[Document segment]
It’s not that I didn’t know (or at least suspect) this going in, but altitude and climbing is like a drug. The solace one finds climbing, and even more so at altitude, is addicting. The stresses and facts of daily life drift away fast, and to some extent even the risk of what you’re doing does as well. It’s replaced by determination and concentration. If you’re rest-stepping up a glacier, you’re just focused on the rhythm. If you’re in a roped team rest-stepping up a 40 degree pitch of snow/ice, you’re doing nothing other than looking for the next solid foothold to place your crampon. If you’re 30 feet up on a route, you’re just looking for the next foot/hand hold.
I started at Old Rag in Virginia, at 3,284 feet. This isn’t a particularly hard or challenging climb (or hike, really). But as it was my first real outdoors activity, and first attempt at much of anything above sea level, for me it was a big deal. It was my first summit. It wasn’t long after that I tackled Table Mountain in South Africa, at 3,558 feet. Though barely 300 feet higher than Old Rag, it was significantly harder given the shorter and steeper route up, plus the warm weather. The view from the summit of Old Rag was pretty amazing, but the view from the summit of Table Mountain was exhilarating. Mt. Katahdin and Baxter State Park in Maine was a few months later. At 5,270 feet, it was a big jump from my previous two climbs. But Katahdin was a much more realistic taste of mountaineering (while it was definitely a “climb” I would hesitate to call it “mountaineering”). The risk factor and exposure factor went way up, and the time to complete it (and logistical process) did as well. The view from the summit would have been spectacular had it not been shrouded in clouds.
Mt. Adams, at 12,281 feet, was an almost or near success. At 11,400 feet, the false summit was as far as I made it due to a frustrating (to say the least) muscle strain in my leg. But the level of effort wasn’t more than I could handle, nor was the altitude (though the symptoms of altitude sickness are certainly not pleasant).

[Information]
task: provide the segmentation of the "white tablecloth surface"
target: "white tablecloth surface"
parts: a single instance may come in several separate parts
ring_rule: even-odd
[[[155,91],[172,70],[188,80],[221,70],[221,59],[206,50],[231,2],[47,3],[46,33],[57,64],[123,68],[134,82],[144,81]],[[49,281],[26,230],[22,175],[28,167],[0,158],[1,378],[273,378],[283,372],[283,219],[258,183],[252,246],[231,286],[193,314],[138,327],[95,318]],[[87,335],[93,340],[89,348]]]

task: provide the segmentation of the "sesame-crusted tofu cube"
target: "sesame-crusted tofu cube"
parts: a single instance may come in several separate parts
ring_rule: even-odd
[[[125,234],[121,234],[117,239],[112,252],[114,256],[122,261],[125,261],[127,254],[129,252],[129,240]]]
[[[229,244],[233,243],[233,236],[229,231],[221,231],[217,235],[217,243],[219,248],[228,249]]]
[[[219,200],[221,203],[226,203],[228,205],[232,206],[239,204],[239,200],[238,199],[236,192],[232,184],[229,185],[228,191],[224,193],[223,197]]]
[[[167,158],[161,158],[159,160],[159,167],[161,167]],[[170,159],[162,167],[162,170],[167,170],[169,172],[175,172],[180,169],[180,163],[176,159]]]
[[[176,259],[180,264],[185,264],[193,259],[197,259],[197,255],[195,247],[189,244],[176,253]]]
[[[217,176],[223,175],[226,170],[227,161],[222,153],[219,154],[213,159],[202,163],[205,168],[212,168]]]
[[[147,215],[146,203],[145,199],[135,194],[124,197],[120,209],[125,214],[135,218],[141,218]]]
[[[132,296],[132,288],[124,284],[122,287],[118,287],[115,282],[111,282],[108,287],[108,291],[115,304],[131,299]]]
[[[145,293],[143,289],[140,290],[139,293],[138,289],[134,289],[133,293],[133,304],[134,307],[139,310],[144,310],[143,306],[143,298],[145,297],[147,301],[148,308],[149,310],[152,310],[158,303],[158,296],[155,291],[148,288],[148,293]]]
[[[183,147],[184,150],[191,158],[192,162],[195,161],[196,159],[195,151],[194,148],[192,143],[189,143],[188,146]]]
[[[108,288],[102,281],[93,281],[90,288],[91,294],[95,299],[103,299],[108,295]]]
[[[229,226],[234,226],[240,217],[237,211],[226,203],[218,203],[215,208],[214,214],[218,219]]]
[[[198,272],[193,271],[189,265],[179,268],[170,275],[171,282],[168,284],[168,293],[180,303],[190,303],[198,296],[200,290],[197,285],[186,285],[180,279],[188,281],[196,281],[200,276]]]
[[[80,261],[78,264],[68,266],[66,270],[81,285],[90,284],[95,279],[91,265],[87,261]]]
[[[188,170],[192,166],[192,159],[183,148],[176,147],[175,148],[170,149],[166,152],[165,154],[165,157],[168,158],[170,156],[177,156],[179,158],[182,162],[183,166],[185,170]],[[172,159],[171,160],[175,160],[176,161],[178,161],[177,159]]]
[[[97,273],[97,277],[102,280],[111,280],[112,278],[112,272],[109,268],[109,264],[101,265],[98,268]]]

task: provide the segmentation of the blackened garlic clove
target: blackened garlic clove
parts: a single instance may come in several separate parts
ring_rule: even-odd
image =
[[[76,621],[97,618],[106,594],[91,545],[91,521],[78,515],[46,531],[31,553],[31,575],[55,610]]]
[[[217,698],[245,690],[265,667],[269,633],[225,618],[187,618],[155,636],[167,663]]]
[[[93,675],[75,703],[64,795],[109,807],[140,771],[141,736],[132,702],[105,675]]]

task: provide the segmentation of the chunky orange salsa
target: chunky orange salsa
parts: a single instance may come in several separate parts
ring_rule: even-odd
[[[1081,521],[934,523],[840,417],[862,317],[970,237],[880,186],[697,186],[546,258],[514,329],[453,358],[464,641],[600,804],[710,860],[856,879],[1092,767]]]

[How to complete this task] Copy out the section of the climbing account that begins with the words containing "It’s not that" and ends with "next foot/hand hold.". The listing has no connection to the climbing account.

[Exercise solution]
It’s not that I didn’t know (or at least suspect) this going in, but altitude and climbing is like a drug. The solace one finds climbing, and even more so at altitude, is addicting. The stresses and facts of daily life drift away fast, and to some extent even the risk of what you’re doing does as well. It’s replaced by determination and concentration. If you’re rest-stepping up a glacier, you’re just focused on the rhythm. If you’re in a roped team rest-stepping up a 40 degree pitch of snow/ice, you’re doing nothing other than looking for the next solid foothold to place your crampon. If you’re 30 feet up on a route, you’re just looking for the next foot/hand hold.